## What you should do
Starting at the line that contains "In this photo, each instance of the small", copy each line through the final one exactly as written.
··· Extracted records ···
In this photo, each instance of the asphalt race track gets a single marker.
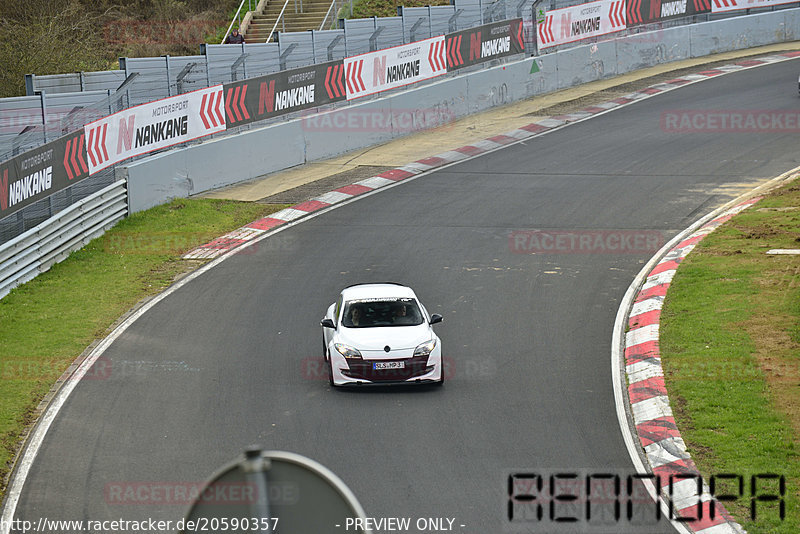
(233, 358)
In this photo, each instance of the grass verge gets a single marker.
(730, 347)
(46, 323)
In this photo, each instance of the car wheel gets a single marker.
(330, 374)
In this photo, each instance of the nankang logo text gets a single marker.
(31, 185)
(162, 131)
(495, 46)
(580, 27)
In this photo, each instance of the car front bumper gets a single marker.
(418, 369)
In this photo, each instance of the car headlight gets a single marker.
(424, 349)
(347, 352)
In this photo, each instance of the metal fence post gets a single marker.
(43, 100)
(313, 48)
(333, 45)
(169, 85)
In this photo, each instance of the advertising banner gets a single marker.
(721, 6)
(283, 92)
(152, 126)
(491, 41)
(40, 172)
(561, 26)
(394, 67)
(647, 11)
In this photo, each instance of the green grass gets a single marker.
(729, 344)
(46, 323)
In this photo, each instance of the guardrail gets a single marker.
(41, 247)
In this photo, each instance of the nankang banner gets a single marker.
(491, 41)
(647, 11)
(561, 26)
(40, 172)
(283, 92)
(721, 6)
(152, 126)
(394, 67)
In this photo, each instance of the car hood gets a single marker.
(376, 338)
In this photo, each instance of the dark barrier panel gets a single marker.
(482, 43)
(646, 11)
(283, 92)
(40, 172)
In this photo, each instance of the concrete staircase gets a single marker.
(307, 17)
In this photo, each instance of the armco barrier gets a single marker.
(228, 160)
(38, 249)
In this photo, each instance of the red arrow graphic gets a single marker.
(89, 148)
(358, 76)
(236, 104)
(103, 144)
(203, 107)
(72, 159)
(84, 167)
(241, 103)
(328, 82)
(339, 79)
(218, 109)
(66, 160)
(348, 77)
(449, 51)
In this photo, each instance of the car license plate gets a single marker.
(389, 365)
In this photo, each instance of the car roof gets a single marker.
(381, 290)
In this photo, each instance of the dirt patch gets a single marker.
(306, 191)
(617, 91)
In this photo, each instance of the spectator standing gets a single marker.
(234, 38)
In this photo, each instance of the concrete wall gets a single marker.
(227, 160)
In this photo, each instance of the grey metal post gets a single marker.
(402, 22)
(284, 55)
(169, 86)
(181, 75)
(235, 66)
(452, 22)
(313, 48)
(333, 45)
(204, 52)
(412, 33)
(534, 7)
(29, 91)
(373, 39)
(43, 99)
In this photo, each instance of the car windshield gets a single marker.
(381, 312)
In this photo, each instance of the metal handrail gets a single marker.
(277, 21)
(236, 16)
(322, 26)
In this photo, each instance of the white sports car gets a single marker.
(381, 334)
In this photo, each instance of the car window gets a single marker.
(381, 312)
(337, 310)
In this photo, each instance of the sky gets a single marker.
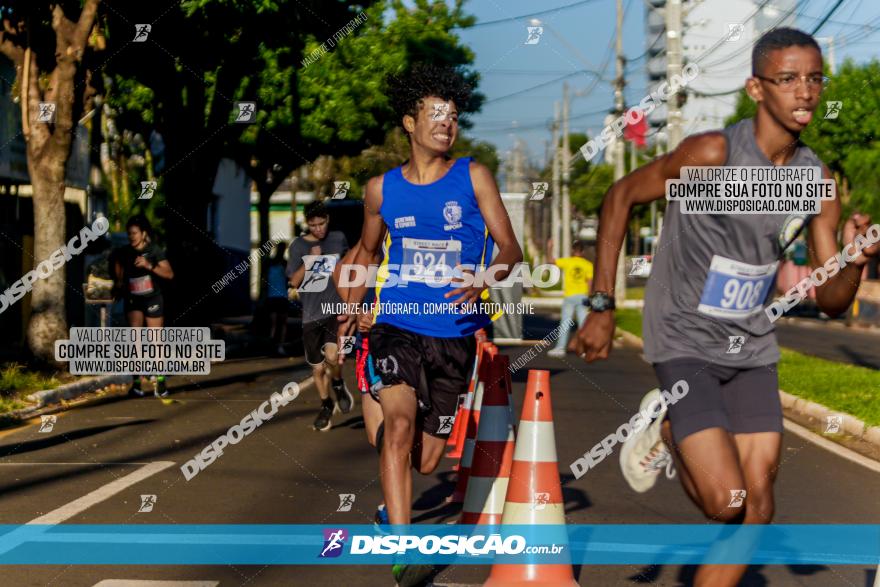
(578, 41)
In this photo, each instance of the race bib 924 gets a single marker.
(734, 289)
(429, 260)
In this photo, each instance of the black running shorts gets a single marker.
(741, 401)
(152, 306)
(437, 368)
(317, 336)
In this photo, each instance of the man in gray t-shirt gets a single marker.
(708, 313)
(310, 263)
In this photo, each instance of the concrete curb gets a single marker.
(792, 404)
(75, 389)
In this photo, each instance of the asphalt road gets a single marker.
(286, 473)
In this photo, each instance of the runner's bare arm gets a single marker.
(297, 277)
(498, 222)
(836, 294)
(646, 184)
(366, 250)
(364, 254)
(163, 269)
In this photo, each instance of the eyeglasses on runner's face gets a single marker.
(787, 82)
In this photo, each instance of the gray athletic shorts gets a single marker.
(739, 400)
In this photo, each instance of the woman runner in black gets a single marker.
(137, 265)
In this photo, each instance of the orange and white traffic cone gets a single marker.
(493, 452)
(534, 494)
(473, 422)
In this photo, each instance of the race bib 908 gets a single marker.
(734, 289)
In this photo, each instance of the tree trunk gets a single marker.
(263, 209)
(48, 322)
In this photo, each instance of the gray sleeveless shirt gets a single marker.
(692, 308)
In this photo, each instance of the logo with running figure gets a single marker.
(47, 112)
(790, 229)
(446, 423)
(539, 190)
(534, 35)
(833, 109)
(452, 214)
(440, 111)
(737, 497)
(334, 543)
(833, 424)
(542, 498)
(47, 423)
(148, 502)
(148, 188)
(640, 267)
(346, 500)
(247, 112)
(734, 31)
(340, 189)
(141, 32)
(347, 345)
(387, 365)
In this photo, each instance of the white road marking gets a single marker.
(74, 464)
(139, 583)
(833, 447)
(23, 534)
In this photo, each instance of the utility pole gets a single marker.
(619, 152)
(554, 217)
(830, 42)
(519, 184)
(673, 68)
(566, 174)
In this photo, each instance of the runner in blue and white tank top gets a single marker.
(443, 215)
(709, 303)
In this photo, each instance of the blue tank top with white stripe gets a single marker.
(433, 227)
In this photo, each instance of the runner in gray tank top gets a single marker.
(705, 327)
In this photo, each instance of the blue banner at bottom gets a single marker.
(206, 544)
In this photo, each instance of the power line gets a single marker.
(547, 83)
(827, 16)
(524, 16)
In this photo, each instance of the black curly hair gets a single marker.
(408, 90)
(779, 38)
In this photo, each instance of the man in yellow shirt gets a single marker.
(577, 277)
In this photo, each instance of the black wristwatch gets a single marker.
(600, 301)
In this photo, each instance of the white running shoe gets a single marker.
(644, 455)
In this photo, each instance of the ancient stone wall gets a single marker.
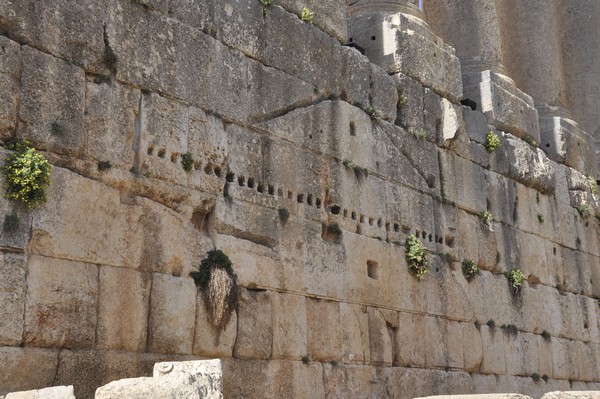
(312, 164)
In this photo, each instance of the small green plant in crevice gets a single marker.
(492, 141)
(486, 217)
(27, 174)
(593, 186)
(284, 215)
(358, 170)
(144, 3)
(420, 133)
(402, 101)
(331, 232)
(104, 165)
(373, 113)
(11, 222)
(218, 282)
(103, 79)
(307, 15)
(57, 129)
(510, 328)
(187, 161)
(584, 210)
(416, 256)
(515, 279)
(470, 269)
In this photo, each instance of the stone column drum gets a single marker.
(473, 27)
(395, 36)
(535, 62)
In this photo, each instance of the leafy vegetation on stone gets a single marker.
(515, 279)
(492, 141)
(307, 15)
(187, 161)
(27, 174)
(218, 282)
(470, 269)
(416, 256)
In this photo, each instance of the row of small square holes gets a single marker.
(208, 169)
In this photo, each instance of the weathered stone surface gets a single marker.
(61, 303)
(402, 43)
(46, 393)
(52, 103)
(199, 379)
(13, 288)
(208, 340)
(87, 370)
(10, 72)
(172, 313)
(324, 330)
(504, 105)
(26, 368)
(272, 379)
(109, 123)
(289, 326)
(255, 325)
(123, 302)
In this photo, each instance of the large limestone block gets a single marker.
(289, 326)
(13, 288)
(381, 338)
(71, 30)
(52, 103)
(355, 333)
(410, 102)
(26, 368)
(172, 243)
(260, 379)
(566, 143)
(109, 122)
(10, 71)
(210, 341)
(84, 220)
(46, 393)
(61, 303)
(255, 325)
(123, 302)
(494, 361)
(87, 370)
(324, 330)
(195, 379)
(410, 340)
(529, 165)
(403, 43)
(504, 105)
(172, 313)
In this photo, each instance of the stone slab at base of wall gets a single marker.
(46, 393)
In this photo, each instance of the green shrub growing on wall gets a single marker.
(416, 256)
(218, 282)
(515, 279)
(27, 174)
(470, 269)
···
## Result of this task
In this photo, each instance of the small green plant in crevice gets a single marker.
(492, 141)
(486, 217)
(27, 174)
(593, 186)
(284, 215)
(358, 170)
(144, 3)
(420, 133)
(402, 101)
(331, 232)
(104, 165)
(373, 113)
(11, 222)
(218, 282)
(103, 79)
(307, 15)
(57, 129)
(510, 328)
(187, 161)
(584, 210)
(416, 256)
(515, 279)
(470, 269)
In this photo, each instance of the stone column drum gets a single marker.
(473, 27)
(395, 36)
(535, 62)
In this photo, each instance of the leafy vegetation on stone gets a single marker.
(515, 279)
(492, 141)
(307, 15)
(187, 161)
(27, 174)
(218, 282)
(470, 269)
(416, 256)
In this photo, each instance of the row of small square holes gets a single marker.
(208, 169)
In this photo, each instance of the weathered stone surface gets a single marker.
(61, 303)
(402, 43)
(46, 393)
(52, 103)
(199, 379)
(13, 288)
(208, 340)
(87, 370)
(10, 72)
(172, 313)
(324, 330)
(504, 105)
(26, 368)
(272, 379)
(109, 123)
(289, 326)
(255, 325)
(123, 302)
In this photo, each instance of the large limestone block gets a single marker.
(289, 326)
(13, 288)
(381, 338)
(71, 30)
(52, 103)
(355, 333)
(410, 102)
(26, 368)
(172, 243)
(260, 379)
(566, 143)
(109, 122)
(10, 71)
(210, 341)
(84, 220)
(46, 393)
(61, 303)
(255, 325)
(123, 302)
(494, 361)
(87, 370)
(324, 330)
(195, 379)
(410, 340)
(529, 165)
(403, 43)
(504, 105)
(172, 313)
In this photo, each instance of the stone slab at base of wall gets a single marker.
(46, 393)
In this photo, each instance of the green shrub growing on wall gets a single marker.
(416, 256)
(218, 282)
(515, 279)
(27, 174)
(470, 269)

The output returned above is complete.